#### RECORDS PROVIDED
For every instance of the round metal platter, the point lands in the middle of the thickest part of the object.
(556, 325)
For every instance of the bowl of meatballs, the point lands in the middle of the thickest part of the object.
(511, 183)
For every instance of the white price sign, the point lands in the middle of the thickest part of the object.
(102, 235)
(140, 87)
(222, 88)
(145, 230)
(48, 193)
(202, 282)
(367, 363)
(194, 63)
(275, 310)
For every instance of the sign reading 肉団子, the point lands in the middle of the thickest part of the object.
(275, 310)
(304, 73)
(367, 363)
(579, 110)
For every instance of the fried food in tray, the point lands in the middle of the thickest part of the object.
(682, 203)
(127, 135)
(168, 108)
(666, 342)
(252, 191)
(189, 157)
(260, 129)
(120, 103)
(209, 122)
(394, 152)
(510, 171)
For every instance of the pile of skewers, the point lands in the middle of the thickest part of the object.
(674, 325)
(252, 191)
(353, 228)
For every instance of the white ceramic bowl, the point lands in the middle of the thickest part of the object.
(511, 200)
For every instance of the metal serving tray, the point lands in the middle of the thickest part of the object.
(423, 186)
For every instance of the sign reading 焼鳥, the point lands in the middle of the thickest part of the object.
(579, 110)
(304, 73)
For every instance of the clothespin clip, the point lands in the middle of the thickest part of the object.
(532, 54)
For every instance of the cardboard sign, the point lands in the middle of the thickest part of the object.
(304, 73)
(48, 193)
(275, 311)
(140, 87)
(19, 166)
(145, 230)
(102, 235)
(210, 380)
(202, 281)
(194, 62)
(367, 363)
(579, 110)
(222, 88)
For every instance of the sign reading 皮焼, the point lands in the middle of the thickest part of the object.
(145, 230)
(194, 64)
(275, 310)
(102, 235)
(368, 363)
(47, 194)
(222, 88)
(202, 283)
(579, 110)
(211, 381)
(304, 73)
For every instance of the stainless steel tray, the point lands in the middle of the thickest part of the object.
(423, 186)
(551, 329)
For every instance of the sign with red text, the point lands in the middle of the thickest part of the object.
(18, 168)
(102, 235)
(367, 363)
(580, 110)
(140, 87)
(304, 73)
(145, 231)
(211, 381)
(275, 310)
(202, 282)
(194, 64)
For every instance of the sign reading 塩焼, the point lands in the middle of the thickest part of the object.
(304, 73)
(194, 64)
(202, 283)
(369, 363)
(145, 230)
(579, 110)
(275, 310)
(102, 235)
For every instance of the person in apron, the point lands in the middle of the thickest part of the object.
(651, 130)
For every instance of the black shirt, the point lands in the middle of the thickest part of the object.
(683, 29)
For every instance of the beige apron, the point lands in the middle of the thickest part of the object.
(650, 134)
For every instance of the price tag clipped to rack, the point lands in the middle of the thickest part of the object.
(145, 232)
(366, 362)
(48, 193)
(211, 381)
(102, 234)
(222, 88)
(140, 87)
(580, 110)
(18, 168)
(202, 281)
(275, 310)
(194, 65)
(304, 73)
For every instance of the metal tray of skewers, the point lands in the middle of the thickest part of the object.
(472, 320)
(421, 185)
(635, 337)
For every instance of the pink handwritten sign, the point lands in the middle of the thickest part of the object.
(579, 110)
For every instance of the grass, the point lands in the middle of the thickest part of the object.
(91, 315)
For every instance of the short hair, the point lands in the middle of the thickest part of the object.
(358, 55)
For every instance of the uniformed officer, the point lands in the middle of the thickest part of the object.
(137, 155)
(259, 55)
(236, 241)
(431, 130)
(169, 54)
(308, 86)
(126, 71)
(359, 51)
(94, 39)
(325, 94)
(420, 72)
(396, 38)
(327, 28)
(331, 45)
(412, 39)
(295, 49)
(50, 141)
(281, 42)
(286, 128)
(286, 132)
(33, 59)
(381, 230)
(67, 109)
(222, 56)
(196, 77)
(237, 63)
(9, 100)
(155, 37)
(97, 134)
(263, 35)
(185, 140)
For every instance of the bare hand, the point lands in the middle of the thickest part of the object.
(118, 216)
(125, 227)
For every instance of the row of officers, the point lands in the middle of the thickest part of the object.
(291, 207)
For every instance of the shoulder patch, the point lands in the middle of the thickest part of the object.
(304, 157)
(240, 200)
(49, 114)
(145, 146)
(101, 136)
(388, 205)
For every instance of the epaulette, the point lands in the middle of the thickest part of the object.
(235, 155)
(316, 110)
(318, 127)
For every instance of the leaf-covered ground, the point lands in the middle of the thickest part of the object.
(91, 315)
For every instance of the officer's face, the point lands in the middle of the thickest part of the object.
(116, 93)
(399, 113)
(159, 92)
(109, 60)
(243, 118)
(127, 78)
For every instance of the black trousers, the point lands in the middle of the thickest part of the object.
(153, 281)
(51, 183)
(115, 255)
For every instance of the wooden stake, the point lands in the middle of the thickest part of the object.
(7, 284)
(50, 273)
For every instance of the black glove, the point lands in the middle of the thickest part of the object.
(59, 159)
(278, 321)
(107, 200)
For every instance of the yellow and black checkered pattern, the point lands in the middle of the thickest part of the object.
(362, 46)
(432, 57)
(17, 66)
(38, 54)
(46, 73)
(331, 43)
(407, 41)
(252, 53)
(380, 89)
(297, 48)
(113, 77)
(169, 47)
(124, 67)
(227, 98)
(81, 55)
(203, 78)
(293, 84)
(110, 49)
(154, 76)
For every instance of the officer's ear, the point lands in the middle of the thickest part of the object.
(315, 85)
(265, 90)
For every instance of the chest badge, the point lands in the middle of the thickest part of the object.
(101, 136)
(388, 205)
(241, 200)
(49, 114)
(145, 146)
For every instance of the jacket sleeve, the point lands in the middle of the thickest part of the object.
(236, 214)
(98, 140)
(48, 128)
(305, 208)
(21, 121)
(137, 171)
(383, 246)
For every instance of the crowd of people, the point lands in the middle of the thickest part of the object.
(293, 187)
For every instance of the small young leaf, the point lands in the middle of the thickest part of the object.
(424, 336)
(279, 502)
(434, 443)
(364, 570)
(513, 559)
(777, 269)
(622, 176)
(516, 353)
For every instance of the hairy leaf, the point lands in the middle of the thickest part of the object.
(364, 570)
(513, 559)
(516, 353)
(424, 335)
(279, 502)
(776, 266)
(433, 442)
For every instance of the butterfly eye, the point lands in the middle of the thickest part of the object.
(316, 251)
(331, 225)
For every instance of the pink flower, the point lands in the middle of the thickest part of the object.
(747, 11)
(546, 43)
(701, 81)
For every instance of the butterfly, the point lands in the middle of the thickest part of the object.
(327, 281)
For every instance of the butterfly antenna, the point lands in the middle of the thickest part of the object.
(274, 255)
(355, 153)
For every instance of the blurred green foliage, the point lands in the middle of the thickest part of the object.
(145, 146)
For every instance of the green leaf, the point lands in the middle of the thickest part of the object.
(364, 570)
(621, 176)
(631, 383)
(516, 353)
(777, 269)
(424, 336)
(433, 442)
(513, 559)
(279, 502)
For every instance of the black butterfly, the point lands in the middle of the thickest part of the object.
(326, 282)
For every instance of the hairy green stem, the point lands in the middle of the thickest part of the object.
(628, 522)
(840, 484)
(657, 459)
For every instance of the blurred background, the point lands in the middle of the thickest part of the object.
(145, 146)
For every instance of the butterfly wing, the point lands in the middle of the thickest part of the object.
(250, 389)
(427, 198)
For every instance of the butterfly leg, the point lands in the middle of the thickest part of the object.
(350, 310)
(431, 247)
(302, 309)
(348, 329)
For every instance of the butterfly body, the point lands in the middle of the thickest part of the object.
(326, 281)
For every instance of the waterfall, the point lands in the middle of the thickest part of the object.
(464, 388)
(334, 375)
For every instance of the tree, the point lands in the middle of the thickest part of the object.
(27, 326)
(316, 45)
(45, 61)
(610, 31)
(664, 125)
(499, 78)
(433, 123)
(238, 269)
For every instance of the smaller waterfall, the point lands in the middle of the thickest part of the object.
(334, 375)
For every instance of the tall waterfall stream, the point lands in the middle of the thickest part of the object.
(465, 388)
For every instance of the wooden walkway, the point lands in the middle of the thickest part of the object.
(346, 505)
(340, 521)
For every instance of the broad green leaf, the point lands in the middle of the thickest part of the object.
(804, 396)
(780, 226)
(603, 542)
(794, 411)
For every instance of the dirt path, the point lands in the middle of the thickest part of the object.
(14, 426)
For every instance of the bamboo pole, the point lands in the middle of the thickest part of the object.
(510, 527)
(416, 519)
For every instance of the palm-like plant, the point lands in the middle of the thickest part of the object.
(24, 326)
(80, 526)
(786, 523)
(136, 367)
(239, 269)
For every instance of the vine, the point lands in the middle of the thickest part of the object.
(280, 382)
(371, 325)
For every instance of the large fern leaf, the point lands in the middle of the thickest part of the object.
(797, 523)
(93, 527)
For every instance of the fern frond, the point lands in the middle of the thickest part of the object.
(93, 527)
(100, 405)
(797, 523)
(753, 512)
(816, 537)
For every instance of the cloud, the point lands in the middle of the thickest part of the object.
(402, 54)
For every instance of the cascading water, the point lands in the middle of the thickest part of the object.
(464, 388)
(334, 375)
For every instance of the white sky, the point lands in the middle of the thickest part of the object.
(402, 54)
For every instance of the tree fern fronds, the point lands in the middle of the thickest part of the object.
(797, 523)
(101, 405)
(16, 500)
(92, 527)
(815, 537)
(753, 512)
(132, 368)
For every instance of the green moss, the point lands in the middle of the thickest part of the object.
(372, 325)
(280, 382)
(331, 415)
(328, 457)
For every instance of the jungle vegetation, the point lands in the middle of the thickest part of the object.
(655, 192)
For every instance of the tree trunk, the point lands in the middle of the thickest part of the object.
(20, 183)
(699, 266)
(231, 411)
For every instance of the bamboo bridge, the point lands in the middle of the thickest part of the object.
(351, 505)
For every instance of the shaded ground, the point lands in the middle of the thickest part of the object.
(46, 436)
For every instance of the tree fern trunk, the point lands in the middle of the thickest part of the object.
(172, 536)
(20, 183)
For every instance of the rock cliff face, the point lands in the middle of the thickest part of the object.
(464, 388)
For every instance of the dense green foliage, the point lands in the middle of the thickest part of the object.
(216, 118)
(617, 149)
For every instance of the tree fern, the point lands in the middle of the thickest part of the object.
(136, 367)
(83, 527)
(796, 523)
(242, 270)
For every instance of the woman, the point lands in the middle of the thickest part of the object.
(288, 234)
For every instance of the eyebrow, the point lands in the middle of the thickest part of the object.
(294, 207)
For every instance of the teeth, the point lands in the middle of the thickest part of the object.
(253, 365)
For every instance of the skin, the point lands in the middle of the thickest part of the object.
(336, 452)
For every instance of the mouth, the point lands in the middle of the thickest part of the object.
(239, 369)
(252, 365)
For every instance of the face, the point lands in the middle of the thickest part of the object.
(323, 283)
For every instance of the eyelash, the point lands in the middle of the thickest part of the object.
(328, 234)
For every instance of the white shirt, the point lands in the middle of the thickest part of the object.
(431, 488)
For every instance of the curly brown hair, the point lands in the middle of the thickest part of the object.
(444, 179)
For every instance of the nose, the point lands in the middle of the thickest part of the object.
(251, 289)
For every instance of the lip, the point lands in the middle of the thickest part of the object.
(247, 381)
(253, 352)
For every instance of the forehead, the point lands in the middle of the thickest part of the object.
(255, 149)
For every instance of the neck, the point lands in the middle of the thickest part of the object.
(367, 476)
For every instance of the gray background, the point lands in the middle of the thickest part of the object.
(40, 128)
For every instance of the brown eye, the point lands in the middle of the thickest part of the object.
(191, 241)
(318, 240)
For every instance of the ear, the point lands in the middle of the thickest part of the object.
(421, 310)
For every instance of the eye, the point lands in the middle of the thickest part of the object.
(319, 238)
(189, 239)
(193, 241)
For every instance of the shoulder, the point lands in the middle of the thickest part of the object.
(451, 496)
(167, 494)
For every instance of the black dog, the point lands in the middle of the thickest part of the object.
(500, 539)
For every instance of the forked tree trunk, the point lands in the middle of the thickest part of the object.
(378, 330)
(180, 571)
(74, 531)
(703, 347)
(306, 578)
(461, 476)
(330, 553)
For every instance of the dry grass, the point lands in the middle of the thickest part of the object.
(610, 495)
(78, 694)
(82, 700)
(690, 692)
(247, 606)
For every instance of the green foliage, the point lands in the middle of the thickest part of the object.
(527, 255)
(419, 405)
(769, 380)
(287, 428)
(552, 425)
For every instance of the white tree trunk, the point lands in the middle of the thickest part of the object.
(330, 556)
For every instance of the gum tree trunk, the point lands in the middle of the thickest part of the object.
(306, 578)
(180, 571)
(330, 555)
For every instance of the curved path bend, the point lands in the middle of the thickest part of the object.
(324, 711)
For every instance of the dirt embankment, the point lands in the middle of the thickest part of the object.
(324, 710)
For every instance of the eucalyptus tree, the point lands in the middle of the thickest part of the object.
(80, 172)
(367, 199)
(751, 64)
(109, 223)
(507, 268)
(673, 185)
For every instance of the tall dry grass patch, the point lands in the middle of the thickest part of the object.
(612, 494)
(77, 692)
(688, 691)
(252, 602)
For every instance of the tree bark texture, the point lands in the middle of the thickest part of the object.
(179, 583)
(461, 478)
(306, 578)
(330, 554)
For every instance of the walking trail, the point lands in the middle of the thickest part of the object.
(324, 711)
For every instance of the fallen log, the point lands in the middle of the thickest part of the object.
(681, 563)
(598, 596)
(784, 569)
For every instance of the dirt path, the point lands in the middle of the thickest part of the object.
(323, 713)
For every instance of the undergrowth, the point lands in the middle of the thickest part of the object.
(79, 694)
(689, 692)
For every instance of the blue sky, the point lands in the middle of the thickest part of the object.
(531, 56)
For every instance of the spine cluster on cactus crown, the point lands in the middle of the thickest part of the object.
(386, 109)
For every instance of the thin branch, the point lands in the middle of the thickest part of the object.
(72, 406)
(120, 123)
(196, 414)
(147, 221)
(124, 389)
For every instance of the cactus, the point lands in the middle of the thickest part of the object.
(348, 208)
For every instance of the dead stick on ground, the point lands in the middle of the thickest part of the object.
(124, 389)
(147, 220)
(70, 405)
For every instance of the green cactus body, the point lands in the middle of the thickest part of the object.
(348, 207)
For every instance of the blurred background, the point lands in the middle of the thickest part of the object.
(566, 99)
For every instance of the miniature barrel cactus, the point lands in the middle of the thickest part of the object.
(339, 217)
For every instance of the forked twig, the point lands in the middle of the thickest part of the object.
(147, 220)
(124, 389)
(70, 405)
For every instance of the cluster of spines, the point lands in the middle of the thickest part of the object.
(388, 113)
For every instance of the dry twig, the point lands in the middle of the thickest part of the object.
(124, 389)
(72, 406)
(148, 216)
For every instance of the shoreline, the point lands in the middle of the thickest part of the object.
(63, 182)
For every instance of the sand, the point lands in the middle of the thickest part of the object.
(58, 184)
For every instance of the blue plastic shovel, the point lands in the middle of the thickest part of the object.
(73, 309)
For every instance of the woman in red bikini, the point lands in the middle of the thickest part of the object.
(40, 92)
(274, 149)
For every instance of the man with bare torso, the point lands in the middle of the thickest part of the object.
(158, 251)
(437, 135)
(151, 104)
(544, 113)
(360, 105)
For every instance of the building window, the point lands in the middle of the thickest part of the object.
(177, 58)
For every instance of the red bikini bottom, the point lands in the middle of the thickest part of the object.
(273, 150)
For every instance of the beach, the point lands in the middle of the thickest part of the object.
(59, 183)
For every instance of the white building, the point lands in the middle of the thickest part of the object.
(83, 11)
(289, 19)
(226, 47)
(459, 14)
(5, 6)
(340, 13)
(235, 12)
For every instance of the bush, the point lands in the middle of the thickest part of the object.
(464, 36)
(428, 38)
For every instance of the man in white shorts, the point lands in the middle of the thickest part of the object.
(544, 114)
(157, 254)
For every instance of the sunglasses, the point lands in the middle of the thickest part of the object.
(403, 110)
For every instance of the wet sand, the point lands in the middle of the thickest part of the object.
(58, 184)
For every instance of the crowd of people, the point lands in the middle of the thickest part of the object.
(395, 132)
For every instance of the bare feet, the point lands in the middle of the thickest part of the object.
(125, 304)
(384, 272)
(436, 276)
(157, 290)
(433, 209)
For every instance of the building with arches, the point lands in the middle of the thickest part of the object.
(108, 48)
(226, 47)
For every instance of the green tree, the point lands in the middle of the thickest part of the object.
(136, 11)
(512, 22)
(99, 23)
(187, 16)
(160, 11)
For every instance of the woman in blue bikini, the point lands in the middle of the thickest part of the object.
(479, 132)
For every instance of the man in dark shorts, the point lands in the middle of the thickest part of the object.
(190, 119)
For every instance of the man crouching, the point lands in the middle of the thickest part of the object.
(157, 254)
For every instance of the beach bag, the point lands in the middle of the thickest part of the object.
########
WHAT NEEDS TO BE DONE: Please return everything from the line containing "For every instance of the bare feet, the" down to the end of the records, that line included, without changing a character.

EXERCISE OUTPUT:
For every instance of the bare feet, the point lands in the middle of the thickest part of the object.
(125, 304)
(384, 272)
(436, 276)
(157, 290)
(433, 209)
For every instance of the building with arches, the point lands in the middle of the thickest part of the object.
(108, 48)
(226, 47)
For every instance of the green tree, the point lands in the middle of the thickest part of the object.
(136, 11)
(512, 22)
(99, 23)
(187, 16)
(160, 11)
For every instance of the woman in blue bikini, the point lands in the middle of the thickest part of the object.
(479, 132)
For every instance of the man in dark shorts, the point lands in the middle of the thickest part of the object.
(190, 119)
For every instance of the man crouching, the point lands in the middle of the thickest part of the object.
(157, 254)
For every instance of the beach bag, the point lands in the middle of the thickest part of the object.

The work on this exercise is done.